**Set of tasks:**
1 > From the NAFTA text, extract the passage from "In the United" up to and including "or expected profits.".
2 > For each statement below, answer yes or no on whether the NAFTA text agrees with it, quoting the words of the text that decide it.
(a) The candidate quoted at the top says he voted against CAFTA.
(b) Since 2001, integration across the region has increased in manufacturing.
(c) In Mexico, NAFTA is blamed for wiping out many sources of livelihood, especially in agriculture.

**Document text:**
▬▬▬
I voted against CAFTA, never supported NAFTA, and will not support NAFTA-style trade agreements in the future. NAFTA’s shortcomings were evident when signed and we must now amend the agreement to fix them. While NAFTA gave broad rights to investors, it paid only lip service to the rights of labor and the importance of environmental protection.1
—Candidate Barack Obama, February 28, 2008
After 15 years there is now widespread agreement that the North American Free Trade Agreement (NAFTA) has fallen short of its stated goals. Rather than triggering a convergence across the three nations, NAFTA has accentuated the economic and regulatory asymmetries that had existed among the three countries. Since 2001, the region has actually seen a decline in levels of integration in key areas such as manufacturing.2
Thus, it is no surprise that the agreement continues to generate controversy. While proponents credit the agreement with stimulating the flow of goods, services, and investment among the North American countries, critics in all three countries argue that this has not brought improvements in the standards of living of most people.
In the United States, the agreement is blamed for job loss, for adding downward pressure on wages, particularly in manufacturing, and for contributing to a large U.S. trade deficit. In Canada, critics point to job losses, the declining competitiveness of the manufacturing sector, and the constraints NAFTA has put on Canada to deploy adequate policies for public welfare. In Mexico, NAFTA is blamed for creating few new jobs while decimating many existing sources of livelihood, particularly in agriculture. In all three countries, citizen groups and government officials decry the capability granted foreign investors to sue governments if legislation negatively affects their profits, or expected profits.
▬▬▬
**Listed entries:**

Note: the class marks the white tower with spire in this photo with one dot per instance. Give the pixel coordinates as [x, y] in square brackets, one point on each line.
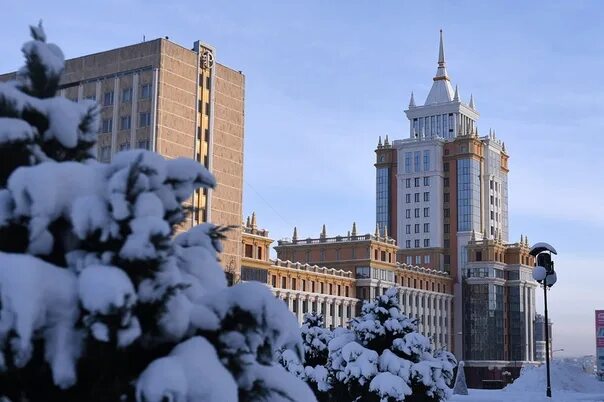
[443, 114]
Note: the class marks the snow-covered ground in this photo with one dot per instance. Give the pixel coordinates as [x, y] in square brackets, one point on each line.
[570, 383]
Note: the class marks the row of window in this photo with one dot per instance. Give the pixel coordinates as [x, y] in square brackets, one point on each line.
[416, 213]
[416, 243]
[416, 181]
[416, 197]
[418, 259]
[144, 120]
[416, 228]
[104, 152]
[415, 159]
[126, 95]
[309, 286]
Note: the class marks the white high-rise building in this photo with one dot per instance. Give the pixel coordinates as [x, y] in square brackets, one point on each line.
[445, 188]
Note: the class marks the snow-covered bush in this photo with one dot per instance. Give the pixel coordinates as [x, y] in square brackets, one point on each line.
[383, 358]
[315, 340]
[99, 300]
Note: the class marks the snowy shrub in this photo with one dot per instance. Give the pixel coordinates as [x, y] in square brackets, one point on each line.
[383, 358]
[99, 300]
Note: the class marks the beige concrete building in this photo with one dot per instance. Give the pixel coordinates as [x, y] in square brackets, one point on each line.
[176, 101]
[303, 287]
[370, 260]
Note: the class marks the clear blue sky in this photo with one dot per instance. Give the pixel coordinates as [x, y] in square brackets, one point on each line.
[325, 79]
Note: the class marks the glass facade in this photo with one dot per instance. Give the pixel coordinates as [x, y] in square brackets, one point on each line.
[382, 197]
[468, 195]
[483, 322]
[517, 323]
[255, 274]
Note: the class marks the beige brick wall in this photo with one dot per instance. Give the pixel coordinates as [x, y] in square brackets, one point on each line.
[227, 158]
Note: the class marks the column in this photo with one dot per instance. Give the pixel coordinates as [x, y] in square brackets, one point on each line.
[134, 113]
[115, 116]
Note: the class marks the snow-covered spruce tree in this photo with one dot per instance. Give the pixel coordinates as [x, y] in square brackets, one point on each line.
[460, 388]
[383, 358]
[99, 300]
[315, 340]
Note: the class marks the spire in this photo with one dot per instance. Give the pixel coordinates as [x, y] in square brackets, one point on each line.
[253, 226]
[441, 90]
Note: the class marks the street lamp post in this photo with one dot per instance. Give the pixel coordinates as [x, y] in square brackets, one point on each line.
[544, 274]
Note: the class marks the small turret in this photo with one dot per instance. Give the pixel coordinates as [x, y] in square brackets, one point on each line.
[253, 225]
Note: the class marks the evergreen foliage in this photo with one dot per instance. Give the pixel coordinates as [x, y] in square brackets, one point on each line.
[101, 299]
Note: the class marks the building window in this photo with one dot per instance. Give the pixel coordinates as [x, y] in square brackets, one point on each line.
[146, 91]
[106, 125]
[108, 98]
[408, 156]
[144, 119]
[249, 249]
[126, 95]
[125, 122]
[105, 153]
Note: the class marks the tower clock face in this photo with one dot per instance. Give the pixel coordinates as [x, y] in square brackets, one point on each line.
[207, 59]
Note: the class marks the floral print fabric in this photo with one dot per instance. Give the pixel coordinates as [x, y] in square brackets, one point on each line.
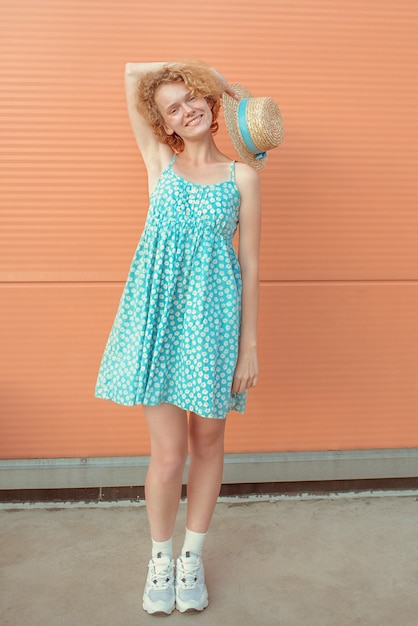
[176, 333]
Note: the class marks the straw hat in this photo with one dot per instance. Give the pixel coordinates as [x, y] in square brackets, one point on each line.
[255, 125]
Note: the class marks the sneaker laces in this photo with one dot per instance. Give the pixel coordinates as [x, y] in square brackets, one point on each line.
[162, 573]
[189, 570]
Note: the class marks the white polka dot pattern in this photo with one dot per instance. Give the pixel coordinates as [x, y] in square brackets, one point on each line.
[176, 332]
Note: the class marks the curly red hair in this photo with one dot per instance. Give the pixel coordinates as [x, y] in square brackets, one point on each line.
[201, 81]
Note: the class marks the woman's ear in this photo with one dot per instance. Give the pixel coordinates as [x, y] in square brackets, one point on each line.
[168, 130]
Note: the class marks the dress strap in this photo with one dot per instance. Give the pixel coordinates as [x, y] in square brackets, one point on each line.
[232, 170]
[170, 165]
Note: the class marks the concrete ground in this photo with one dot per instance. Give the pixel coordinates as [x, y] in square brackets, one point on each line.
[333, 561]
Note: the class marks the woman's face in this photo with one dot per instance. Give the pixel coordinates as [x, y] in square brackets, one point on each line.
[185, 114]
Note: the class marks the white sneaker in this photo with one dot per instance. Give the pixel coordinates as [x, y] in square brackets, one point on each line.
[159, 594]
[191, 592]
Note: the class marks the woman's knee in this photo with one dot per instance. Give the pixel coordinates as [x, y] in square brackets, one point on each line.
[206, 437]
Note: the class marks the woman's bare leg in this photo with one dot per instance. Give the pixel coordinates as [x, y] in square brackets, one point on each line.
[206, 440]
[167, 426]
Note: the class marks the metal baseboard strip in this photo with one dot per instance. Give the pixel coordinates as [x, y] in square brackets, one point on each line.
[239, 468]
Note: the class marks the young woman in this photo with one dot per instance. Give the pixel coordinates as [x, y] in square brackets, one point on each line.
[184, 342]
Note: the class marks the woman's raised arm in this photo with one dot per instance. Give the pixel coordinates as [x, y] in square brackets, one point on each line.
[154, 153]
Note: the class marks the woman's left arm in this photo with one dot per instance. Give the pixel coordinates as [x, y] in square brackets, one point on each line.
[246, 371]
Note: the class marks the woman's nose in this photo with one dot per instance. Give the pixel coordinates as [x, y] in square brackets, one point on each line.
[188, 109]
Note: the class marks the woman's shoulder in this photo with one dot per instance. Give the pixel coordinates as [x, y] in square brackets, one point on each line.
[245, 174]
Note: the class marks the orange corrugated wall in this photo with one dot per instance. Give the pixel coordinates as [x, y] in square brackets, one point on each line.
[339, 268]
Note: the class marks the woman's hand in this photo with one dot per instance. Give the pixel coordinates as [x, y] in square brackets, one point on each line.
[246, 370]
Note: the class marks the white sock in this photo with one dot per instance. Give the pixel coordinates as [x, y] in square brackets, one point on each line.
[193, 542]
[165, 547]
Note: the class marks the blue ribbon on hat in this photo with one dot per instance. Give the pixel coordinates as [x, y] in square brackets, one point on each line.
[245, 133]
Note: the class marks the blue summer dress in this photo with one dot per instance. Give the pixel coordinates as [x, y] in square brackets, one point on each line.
▬▬▬
**Answers per task:**
1 >
In the United States, the agreement is blamed for job loss, for adding downward pressure on wages, particularly in manufacturing, and for contributing to a large U.S. trade deficit. In Canada, critics point to job losses, the declining competitiveness of the manufacturing sector, and the constraints NAFTA has put on Canada to deploy adequate policies for public welfare. In Mexico, NAFTA is blamed for creating few new jobs while decimating many existing sources of livelihood, particularly in agriculture. In all three countries, citizen groups and government officials decry the capability granted foreign investors to sue governments if legislation negatively affects their profits, or expected profits.

2 >
(a) Yes: "I voted against CAFTA"
(b) No: "Since 2001, the region has actually seen a decline in levels of integration in key areas such as manufacturing."
(c) Yes: "decimating many existing sources of livelihood, particularly in agriculture"